Items listed in a dataset:

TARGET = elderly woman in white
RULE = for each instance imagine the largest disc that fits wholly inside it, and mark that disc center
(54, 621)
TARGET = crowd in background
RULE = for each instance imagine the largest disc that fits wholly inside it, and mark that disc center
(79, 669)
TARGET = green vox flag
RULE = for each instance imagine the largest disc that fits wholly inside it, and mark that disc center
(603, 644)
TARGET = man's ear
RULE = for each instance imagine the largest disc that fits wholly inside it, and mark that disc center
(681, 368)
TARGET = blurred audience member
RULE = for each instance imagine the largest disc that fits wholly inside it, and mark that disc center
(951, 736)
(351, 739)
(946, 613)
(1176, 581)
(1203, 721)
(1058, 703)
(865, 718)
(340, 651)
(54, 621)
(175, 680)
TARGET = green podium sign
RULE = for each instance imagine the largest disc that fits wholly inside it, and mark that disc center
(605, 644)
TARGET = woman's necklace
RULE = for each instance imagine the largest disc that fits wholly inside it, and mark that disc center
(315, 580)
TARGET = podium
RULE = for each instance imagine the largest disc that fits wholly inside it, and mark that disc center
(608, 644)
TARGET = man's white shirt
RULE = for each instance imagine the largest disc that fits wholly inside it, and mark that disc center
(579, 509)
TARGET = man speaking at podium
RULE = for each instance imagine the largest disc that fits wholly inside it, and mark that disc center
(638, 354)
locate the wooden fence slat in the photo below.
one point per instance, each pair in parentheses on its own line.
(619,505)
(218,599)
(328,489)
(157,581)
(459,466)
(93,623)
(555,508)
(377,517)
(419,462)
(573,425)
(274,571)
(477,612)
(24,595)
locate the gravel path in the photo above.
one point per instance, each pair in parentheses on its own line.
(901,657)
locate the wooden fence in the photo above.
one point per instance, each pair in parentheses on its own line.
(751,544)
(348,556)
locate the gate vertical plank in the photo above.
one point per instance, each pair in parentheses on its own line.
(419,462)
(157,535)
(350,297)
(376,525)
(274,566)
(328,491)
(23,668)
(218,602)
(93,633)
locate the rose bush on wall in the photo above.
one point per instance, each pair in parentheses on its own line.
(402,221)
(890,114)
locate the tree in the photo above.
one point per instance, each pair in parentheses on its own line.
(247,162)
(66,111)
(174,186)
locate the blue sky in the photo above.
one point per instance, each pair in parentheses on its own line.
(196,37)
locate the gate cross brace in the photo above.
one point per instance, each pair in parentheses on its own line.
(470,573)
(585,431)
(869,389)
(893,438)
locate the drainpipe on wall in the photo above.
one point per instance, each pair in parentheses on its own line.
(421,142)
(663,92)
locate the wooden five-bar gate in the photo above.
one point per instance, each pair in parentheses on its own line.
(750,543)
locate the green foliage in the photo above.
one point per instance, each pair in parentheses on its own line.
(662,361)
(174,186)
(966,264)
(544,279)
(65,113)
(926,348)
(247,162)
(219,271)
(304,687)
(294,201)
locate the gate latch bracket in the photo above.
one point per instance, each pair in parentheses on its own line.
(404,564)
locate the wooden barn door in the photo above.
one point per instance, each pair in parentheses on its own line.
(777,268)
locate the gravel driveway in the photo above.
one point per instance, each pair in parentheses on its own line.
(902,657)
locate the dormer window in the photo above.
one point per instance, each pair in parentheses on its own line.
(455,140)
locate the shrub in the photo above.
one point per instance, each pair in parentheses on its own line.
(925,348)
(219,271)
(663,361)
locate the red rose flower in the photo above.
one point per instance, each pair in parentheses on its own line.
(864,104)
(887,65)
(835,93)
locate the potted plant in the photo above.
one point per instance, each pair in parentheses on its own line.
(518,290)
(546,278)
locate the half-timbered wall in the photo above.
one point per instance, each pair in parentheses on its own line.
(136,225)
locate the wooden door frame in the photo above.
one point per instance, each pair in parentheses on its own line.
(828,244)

• Goal of the exercise: The records above are to be restated word for word, in full.

• Solution to the problem:
TARGET = elderly woman in white
RULE = for each instance imagine the largest disc that fits wholly inside it, and mark that disc center
(54, 621)
TARGET = crowd in background
RULE = for each instance imagine the largest disc that fits wholly inside it, and mark that disc center
(79, 669)
TARGET = green vox flag
RULE = for each instance imagine the largest disc that fits wholly inside it, and mark that disc center
(603, 644)
TARGET = man's ear
RULE = for each instance imagine the largest disc that fits wholly inside it, and mark that disc center
(681, 368)
TARGET = blurred audience member
RULE = for each instance imagine the largest disc that fits wholly inside it, and mark that disc center
(951, 736)
(351, 739)
(946, 613)
(1176, 581)
(1203, 721)
(1058, 703)
(865, 718)
(340, 651)
(54, 621)
(175, 680)
TARGET = green podium sign
RULE = for each instance imagine the largest disc that fits wholly inside it, and mark that disc center
(605, 644)
TARGET = woman's necklace
RULE = for each instance imagine the largest disc that fits wholly inside it, and mark that disc center
(315, 580)
TARGET = podium
RULE = for each instance imagine the largest disc that fits wholly inside it, and mark that disc center
(608, 644)
TARGET = man's white shirt
RULE = for each instance imagine the largest disc that fits wholly inside it, and mark that disc center
(579, 509)
TARGET = man speaking at podium
RULE = for each instance imagine the largest disc that fits wholly inside it, and mark that disc center
(638, 354)
locate the wooden fence slat in the photo below.
one point per instance, each pair in parentheses on its own line.
(619,505)
(218,599)
(328,489)
(157,581)
(459,466)
(93,623)
(555,508)
(377,517)
(419,462)
(573,425)
(274,571)
(477,612)
(24,595)
locate the gravel path in the photo above.
one point per instance, each pair in parentheses on its own line.
(901,657)
locate the wooden fence in the photo above.
one point per instance, each pair in parentheses on its own line.
(751,544)
(348,556)
locate the gate vertical plank in the photo above.
one point per instance, each pair in parentheses on its own line.
(419,462)
(157,535)
(350,297)
(376,525)
(274,566)
(328,491)
(23,668)
(218,602)
(93,633)
locate the rose bush on wall in the photo above.
one point per instance, each pair in parentheses on its own line.
(402,221)
(890,114)
locate the tree in the photo above.
one point per instance, each pair in parentheses on its own line.
(247,162)
(66,111)
(174,186)
locate the blue sky in the photo above.
one point per instance, each pair in parentheses on its own line.
(196,37)
locate the gate cross brace in the photo above.
one point per instance, each pair in parentheses on its own line.
(470,573)
(585,431)
(869,389)
(893,438)
locate the drainpipe on wall in the photo above.
one point per instance, each pair in parentheses on its own line.
(421,142)
(663,92)
locate the wooden five-bar gate in the photo above.
one point per instance, each pair in parentheses on its own line.
(750,543)
locate the green foliage in the photo above.
one point per instance, each pair in parentheses on its own line.
(662,361)
(174,186)
(966,264)
(544,279)
(65,113)
(926,348)
(247,162)
(219,271)
(304,687)
(294,201)
locate the gate latch bracket in the photo above.
one point per instance, each pair in parentheses on its own line.
(404,564)
locate the wooden barn door in the photo above.
one point per instance, each pair in parentheses on its own line.
(777,268)
locate the gravel driveway in the photo above.
one point per instance, each pair in parentheses on its own line.
(902,657)
locate the dormer window in the photo above.
one point per instance, each pair in parentheses on its own line.
(455,140)
locate the shrub in the photo above.
one point per instance, each pair in parentheses on its own line.
(925,348)
(219,271)
(663,361)
locate the red rose flower in the photo above.
one point per instance, each pair in parentheses on its own line.
(864,104)
(887,65)
(835,93)
locate the potted plant in the photo above.
one point per instance, each pair in parentheses on its own line.
(518,290)
(546,278)
locate the half-timbered wall in the photo above.
one point per instance, each pair in parentheses on its own line.
(136,225)
locate the wooden door frame in the photo above.
one point per instance, each pair in parentheses on its own line.
(828,244)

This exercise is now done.